**O que fazer**:
• A. No texto sobre o Brasil de maio de 1985, que cargo quem escreve ocupa no Jornal do Brasil?
• B. Repita uma parte do texto sobre o Brasil de maio de 1985: comece nas palavras que têm “Quem sabe o” e pare depois de “equilibrar o orçamento.”.
• C. Dê sequência ao texto sobre o Brasil de maio de 1985, escrevendo o trecho que viria logo após a última frase.

**Trecho citado**:
((

A ruptura na bancada do PT, que expulsou os que
votaram em Tancredo, demonstra autoritarismo
O
Brasil está quente, em momento de boa ebulição, neste maio de 1985. Ser subeditora internacional do Jornal do
Brasil me obriga a viver duas vidas. A do meu dia a dia e a do mundo externo. Eu me preocupo com a
perda de prestígio da cidade do Rio após a fusão, com a expansão das favelas e
a discussão do pagamento de royalties pela Petrobras ao Estado do Rio. Mas sou
forçada pela função – felizmente – a desenvolver um olhar cosmopolita. Tento
atrair o leitor para um noticiário longínquo, que possa servir de lição ou
reflexão.Por que alguém lerá que o Iraque rompeu a trégua, bombardeou nove cidades iranianas, e que o Irã ameaçou transformar Bagdá num “inferno”? Mais fácil comover com a Argentina, que briga pela demissão de 600 torturadores. Ninguém vai se emocionar com os 100 mil mortos no ciclone de Bangladesh. Poucos jovens brasileiros localizam Bangladesh num mapa. Será que um dia o ensino vai melhorar? Só com o voto em partidos de esquerda, que priorizam a Educação. O Brasil aprendeu do que é capaz a direita militar, após uma ditadura que nos silenciou e mutilou.
Quem sabe o leitor se interessará por Ronald Reagan. O ex-ator Reagan já ganhou um apelido, meses após a vitória nas urnas: Lame Duck, ou “um político sem condições de obter um novo mandato”. De popular a impopular, rapidinho, de forte a fraco. Quem manda eleger alguém sem noção? Reagan ameaçou o Congresso de levar suas propostas “diretamente ao povo”, mas percebeu que sem os 535 congressistas não governaria. Experimenta uma série de derrotas. Tentou aprovar um orçamento de US$ 3 bilhões para os mísseis do Pentágono, não conseguiu. Agora, Reagan pretende reduzir drasticamente programas sociais para equilibrar o orçamento.
Isso nunca acontecerá no Brasil se votarmos direito. O Brasil terá um presidente civil que respeitará nossas prioridades. Ou é pura ilusão de uma jornalista de 30 anos, mãe do Bruno, de 3 anos. O editor do JB é um jornalista brilhante: Marcos Sá Corrêa. O chargista da página de Opinião é Millôr Fernandes e, na edição de hoje, 27 de maio de 1985, há o desenho de uma dentadura falante. “Responda depressa: você é a favor de colocar na cadeia homens limpos, de bom aspecto (e de colarinho branco!), ou prefere, como nós, continuar lutando nobremente pela manutenção da pobreza abjeta?”

))

**Bloco de dados**:
((

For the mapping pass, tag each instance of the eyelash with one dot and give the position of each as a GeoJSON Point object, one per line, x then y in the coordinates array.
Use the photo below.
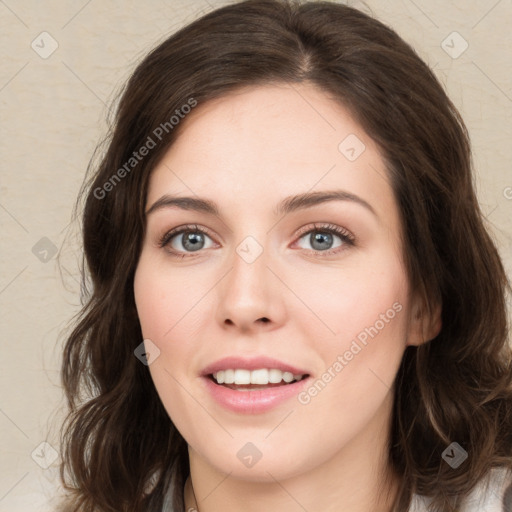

))

**Resultados do exercício**:
• A. Subeditora internacional do Jornal do Brasil.

• B.
Quem sabe o leitor se interessará por Ronald Reagan. O ex-ator Reagan já ganhou um apelido, meses após a vitória nas urnas: Lame Duck, ou “um político sem condições de obter um novo mandato”. De popular a impopular, rapidinho, de forte a fraco. Quem manda eleger alguém sem noção? Reagan ameaçou o Congresso de levar suas propostas “diretamente ao povo”, mas percebeu que sem os 535 congressistas não governaria. Experimenta uma série de derrotas. Tentou aprovar um orçamento de US$ 3 bilhões para os mísseis do Pentágono, não conseguiu. Agora, Reagan pretende reduzir drasticamente programas sociais para equilibrar o orçamento.

• C.
Muito está em jogo no país. Os partidos políticos estão na berlinda – como diz o artigo da repórter de política do JB em Brasília, Eliane Cantanhêde. As três maiores frentes – PMDB, PFL e PDS – se engalfinham por poder. Dos pequenos partidos, chamados pejorativamente de nanicos, o PT esbarra na sua realidade de partido regional, o PTB sobrevive à custa de Jânio Quadros e o PDT é o que tem mais chances de crescimento. Os testes serão as convenções e a eleição de prefeitos em 15 de novembro. Discute-se até a possibilidade de votações por lista, sem legenda partidária. Você já pensou nisso?
O Partido dos Trabalhadores, ou PT, criado há apenas cinco anos, está dividido entre social-democratas e marxistas. Tem uma vocação mais reformista do que revolucionária. Quem sabe será uma alternativa para um país com tantas necessidades básicas, se conseguir não se tornar escravo dos sindicatos e de uma retórica populista. E se levar adiante seus propósitos éticos. Não fez bem ao PT expulsar três de seus oito deputados federais – Bete Mendes, José Eudes e Airton Soares – por votarem a favor de Tancredo Neves na eleição indireta deste ano. A ruptura, numa bancada tão pequena, demonstra intransigência e autoritarismo. Seu líder, Lula, engajou-se nas Diretas Já e foi um dos oradores mais carismáticos. O tempo dirá até onde o PT de Lula chegará.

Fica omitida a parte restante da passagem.